* **Task**
Look in the material below for the line with "Find the soil" and the line with "Find the dirt", then set down exactly those two lines and all lines between, nothing more.

* **Recorded information**

# # #

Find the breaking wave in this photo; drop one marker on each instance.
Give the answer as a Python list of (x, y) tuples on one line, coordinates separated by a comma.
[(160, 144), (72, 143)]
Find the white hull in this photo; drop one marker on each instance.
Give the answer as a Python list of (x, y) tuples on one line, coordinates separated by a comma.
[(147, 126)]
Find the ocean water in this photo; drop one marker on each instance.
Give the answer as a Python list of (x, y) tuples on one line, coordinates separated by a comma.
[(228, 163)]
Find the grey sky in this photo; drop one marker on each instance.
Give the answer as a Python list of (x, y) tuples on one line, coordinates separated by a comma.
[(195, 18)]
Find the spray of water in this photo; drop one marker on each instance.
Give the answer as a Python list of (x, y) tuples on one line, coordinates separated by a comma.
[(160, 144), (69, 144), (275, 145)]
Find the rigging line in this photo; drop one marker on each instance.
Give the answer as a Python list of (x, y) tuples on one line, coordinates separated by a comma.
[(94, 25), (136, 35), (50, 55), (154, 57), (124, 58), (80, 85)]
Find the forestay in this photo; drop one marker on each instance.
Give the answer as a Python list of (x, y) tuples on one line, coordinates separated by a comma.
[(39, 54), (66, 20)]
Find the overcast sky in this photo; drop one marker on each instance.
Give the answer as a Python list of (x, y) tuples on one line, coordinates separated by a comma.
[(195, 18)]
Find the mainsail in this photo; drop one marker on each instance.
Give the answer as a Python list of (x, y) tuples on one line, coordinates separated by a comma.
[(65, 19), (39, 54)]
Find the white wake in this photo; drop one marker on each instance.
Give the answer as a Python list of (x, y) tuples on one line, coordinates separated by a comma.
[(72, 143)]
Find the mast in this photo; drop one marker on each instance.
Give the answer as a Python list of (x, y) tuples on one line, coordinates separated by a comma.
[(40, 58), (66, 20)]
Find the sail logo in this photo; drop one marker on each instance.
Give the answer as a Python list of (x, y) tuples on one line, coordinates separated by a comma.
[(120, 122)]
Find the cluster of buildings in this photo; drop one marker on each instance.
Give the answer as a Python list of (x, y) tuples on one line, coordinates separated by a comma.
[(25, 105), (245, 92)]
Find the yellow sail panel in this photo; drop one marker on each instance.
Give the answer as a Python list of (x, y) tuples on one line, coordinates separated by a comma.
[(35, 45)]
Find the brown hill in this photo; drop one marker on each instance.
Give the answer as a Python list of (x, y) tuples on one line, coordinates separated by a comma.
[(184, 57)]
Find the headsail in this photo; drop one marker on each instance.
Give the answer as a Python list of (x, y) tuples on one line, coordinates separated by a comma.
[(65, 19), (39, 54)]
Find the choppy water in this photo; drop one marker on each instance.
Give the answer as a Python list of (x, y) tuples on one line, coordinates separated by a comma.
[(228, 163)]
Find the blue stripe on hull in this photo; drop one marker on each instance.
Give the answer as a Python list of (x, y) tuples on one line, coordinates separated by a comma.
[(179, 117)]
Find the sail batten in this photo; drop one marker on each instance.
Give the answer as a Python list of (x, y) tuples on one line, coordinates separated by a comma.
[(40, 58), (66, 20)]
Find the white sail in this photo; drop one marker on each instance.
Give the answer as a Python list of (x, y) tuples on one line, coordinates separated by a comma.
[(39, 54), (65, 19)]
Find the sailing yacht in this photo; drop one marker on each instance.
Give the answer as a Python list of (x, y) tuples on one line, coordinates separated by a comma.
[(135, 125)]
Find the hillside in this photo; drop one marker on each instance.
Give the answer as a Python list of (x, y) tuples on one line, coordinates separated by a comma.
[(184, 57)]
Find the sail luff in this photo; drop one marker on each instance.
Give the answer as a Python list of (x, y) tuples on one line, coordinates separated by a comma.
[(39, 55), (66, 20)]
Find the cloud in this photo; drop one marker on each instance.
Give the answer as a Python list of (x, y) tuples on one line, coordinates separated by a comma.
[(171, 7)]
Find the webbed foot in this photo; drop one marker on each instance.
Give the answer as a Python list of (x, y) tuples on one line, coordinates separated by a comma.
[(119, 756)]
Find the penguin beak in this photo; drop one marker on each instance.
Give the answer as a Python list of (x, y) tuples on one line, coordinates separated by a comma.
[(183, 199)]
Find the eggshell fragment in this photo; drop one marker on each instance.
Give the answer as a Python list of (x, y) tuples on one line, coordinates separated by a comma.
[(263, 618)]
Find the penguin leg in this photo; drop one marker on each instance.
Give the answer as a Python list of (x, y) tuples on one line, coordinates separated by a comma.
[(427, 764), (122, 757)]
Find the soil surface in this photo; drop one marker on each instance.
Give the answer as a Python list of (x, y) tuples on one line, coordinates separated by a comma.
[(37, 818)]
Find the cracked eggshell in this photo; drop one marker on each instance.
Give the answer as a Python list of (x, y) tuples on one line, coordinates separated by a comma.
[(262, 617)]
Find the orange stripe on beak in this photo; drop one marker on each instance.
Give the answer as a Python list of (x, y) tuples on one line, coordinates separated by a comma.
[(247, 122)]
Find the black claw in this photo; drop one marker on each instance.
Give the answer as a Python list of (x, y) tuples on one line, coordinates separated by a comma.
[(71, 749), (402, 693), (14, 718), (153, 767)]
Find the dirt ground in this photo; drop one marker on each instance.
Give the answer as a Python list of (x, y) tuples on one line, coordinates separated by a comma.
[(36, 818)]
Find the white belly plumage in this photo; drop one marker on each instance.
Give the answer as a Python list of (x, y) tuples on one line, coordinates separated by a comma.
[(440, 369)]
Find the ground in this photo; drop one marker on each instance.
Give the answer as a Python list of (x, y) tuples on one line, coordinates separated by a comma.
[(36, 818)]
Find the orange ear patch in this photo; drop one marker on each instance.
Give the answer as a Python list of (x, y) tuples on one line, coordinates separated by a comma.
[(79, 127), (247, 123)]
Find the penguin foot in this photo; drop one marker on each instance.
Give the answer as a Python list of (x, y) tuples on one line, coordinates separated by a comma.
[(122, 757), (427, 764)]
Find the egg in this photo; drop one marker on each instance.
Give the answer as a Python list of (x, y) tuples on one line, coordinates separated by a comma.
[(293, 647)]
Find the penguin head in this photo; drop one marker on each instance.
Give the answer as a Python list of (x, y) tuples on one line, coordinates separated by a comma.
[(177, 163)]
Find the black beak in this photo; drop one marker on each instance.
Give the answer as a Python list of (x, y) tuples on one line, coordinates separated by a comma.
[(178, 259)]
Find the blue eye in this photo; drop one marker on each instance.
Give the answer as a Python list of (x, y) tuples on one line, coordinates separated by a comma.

# # #

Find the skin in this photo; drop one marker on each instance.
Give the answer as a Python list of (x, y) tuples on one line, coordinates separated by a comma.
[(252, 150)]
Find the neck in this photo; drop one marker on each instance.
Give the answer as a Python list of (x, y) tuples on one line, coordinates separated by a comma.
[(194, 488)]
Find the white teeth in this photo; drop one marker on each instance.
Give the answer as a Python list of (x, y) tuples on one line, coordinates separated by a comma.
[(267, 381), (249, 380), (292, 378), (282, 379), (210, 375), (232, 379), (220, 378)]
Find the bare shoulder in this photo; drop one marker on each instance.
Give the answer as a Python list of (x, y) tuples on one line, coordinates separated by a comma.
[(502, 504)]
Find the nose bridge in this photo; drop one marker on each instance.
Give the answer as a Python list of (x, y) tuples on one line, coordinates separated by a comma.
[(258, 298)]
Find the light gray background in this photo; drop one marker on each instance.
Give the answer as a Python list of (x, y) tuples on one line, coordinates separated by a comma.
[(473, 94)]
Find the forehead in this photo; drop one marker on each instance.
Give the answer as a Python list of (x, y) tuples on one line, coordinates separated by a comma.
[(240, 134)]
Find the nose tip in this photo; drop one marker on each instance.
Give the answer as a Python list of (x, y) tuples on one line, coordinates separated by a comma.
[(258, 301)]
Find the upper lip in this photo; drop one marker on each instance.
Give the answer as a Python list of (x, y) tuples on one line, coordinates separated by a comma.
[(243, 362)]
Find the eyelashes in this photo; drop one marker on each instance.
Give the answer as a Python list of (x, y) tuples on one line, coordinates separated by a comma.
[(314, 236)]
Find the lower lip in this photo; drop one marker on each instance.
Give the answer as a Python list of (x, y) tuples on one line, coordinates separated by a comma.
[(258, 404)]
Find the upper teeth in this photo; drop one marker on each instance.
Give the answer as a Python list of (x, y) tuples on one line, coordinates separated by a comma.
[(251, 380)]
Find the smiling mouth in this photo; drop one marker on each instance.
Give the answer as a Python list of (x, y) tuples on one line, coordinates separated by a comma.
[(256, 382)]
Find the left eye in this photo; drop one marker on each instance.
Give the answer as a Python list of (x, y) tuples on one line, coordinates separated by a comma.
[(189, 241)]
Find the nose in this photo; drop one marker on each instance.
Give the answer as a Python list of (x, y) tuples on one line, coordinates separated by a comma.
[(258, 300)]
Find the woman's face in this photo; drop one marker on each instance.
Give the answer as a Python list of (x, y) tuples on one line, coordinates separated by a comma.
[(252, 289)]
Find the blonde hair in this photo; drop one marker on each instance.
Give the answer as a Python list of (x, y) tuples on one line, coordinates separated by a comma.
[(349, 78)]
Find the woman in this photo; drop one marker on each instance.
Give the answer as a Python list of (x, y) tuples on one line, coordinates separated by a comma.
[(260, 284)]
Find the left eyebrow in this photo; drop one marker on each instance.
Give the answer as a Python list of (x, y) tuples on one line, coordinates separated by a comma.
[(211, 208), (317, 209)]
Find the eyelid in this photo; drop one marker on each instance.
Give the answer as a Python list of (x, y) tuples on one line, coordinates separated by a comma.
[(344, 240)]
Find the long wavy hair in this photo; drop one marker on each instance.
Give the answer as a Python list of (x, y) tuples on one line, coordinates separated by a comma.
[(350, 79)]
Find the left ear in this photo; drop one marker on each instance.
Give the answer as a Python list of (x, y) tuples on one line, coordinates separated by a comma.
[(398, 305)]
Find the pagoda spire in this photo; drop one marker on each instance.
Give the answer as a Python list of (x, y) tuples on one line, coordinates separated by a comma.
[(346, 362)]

# # #

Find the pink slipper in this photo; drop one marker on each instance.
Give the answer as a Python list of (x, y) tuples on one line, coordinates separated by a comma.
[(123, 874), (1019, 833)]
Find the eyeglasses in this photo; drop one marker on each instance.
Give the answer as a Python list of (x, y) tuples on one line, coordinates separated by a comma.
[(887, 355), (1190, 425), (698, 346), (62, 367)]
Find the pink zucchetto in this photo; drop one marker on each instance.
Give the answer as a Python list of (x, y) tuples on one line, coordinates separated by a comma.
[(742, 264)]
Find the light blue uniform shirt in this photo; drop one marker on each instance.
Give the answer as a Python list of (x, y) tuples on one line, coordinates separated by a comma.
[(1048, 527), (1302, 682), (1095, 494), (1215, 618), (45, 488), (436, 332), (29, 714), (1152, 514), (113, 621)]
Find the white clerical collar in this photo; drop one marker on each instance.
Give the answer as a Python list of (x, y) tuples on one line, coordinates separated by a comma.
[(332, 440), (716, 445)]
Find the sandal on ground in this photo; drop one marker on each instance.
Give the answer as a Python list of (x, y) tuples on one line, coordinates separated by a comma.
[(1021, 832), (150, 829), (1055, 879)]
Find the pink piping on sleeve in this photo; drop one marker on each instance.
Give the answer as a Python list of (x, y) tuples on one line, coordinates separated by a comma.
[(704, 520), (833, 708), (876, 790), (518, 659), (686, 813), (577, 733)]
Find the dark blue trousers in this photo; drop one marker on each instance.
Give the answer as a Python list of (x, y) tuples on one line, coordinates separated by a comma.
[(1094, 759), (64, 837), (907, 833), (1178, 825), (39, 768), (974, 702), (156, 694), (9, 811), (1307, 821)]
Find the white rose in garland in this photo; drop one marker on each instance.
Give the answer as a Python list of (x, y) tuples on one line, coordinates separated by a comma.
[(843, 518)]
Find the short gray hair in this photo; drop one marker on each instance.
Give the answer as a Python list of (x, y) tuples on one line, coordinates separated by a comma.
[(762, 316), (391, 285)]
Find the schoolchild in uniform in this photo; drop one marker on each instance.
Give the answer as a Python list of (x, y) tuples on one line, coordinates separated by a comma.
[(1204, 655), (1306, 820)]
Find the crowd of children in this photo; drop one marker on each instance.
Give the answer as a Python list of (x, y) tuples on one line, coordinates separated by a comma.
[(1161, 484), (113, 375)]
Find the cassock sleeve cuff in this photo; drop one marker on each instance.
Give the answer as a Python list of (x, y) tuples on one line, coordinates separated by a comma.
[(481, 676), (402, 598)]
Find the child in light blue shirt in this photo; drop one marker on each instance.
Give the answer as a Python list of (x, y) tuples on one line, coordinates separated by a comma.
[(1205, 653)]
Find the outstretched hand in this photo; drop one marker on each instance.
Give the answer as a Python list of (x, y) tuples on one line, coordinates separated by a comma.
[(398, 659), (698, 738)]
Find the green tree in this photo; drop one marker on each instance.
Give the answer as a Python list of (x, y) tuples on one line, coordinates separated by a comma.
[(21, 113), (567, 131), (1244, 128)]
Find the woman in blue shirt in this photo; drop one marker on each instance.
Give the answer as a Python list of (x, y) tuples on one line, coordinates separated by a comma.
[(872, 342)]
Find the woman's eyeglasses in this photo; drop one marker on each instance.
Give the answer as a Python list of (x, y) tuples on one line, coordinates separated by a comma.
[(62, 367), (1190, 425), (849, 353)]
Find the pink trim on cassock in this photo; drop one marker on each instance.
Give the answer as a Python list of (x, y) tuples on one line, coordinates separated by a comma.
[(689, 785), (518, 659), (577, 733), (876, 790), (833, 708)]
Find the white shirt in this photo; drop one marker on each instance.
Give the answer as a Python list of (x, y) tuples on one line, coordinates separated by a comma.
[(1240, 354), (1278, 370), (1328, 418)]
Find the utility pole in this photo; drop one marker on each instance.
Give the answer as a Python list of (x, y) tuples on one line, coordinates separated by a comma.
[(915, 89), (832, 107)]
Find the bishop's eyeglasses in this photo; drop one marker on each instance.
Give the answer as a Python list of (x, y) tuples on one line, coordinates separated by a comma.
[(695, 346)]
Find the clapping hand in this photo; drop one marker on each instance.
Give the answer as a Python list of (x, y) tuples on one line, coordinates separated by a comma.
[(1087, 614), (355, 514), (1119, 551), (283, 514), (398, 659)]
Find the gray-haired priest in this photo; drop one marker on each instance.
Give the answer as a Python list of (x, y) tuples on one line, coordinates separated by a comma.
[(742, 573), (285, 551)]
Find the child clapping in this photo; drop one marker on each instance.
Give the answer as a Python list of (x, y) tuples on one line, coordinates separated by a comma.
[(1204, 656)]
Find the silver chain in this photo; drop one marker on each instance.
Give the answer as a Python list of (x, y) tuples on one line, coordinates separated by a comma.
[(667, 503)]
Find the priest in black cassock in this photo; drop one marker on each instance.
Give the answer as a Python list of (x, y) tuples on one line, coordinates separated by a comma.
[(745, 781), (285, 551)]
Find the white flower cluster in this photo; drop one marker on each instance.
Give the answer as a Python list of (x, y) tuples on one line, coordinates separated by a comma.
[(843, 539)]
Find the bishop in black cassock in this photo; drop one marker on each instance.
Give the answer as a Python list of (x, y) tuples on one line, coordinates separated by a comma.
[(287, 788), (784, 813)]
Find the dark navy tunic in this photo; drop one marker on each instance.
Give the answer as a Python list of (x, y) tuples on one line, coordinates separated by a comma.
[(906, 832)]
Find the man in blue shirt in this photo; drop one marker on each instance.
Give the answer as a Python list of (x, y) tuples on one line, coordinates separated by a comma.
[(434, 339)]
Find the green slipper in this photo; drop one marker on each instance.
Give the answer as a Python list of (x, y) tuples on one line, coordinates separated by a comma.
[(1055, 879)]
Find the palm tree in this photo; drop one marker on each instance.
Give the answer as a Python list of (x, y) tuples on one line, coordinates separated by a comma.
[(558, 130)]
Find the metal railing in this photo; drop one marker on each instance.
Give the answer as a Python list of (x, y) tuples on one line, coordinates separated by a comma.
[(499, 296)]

# # #

* **Finished exercise**
Find the soil surface in this photo; drop one marker on each instance.
Give the answer as a Python list of (x, y) tuples on one line, coordinates separated by a comma.
[(37, 818)]
Find the cracked eggshell in this photo; drop one marker on each instance.
Give the answer as a Python list of (x, y) tuples on one line, coordinates separated by a comma.
[(262, 617)]
Find the orange stripe on beak in this photo; drop one marker on each instance.
Give the answer as a Python list of (x, y) tuples on one line, coordinates separated by a comma.
[(247, 122)]
Find the black claw in this photo; drop one marker on each instance.
Give the answer as a Python list of (x, y) tuples on one line, coordinates separated by a comma.
[(71, 749), (402, 693), (14, 718), (153, 767)]
Find the dirt ground in this photo; drop one marker on each instance.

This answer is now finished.